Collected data
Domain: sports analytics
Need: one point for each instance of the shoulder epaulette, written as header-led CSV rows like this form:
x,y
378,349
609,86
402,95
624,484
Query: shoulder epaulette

DIRECTIONS: Copy out every line of the entries above, word for word and in the same order.

WRITTEN REPLY:
Domain: sports analytics
Need: one point for each instance of the shoulder epaulette, written as header-led CSV rows like this form:
x,y
378,349
609,86
402,95
624,484
Query: shoulder epaulette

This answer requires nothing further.